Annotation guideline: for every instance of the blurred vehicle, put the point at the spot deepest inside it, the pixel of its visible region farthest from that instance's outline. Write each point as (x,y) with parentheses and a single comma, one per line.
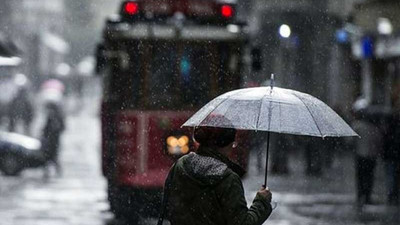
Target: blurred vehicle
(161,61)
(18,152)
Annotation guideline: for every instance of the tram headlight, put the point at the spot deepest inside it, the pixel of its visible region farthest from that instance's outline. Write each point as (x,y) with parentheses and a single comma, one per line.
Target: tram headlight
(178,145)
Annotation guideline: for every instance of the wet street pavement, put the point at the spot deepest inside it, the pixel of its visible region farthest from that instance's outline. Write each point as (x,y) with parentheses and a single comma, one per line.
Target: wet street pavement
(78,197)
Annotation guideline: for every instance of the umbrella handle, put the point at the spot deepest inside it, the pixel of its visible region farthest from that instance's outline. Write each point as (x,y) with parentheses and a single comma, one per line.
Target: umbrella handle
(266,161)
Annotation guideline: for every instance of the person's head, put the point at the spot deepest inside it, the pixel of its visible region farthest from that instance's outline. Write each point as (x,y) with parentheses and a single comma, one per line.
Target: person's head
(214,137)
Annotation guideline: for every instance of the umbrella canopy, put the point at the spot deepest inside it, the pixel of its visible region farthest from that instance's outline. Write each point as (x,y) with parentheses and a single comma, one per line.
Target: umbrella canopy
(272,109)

********************

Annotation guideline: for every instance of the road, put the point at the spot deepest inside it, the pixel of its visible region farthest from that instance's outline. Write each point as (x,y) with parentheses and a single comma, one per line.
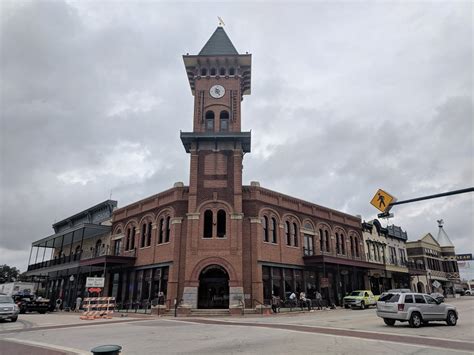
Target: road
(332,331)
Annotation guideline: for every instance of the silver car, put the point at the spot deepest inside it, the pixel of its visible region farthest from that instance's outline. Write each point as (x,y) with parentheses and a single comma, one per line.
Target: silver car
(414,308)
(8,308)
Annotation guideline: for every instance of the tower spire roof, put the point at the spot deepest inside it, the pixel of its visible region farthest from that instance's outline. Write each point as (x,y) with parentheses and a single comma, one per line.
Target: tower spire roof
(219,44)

********************

Display every line of the material above that contains the word "pavement".

(EXERCISE ANSWER)
Annotation guideline: for every instance of the wet street pavement, put the point at the spot deepest inside it, the pixel of its visible region farthest from that instance's outline. Write each point as (x,y) with parentheses and a single comma, one per line.
Target: wet street pavement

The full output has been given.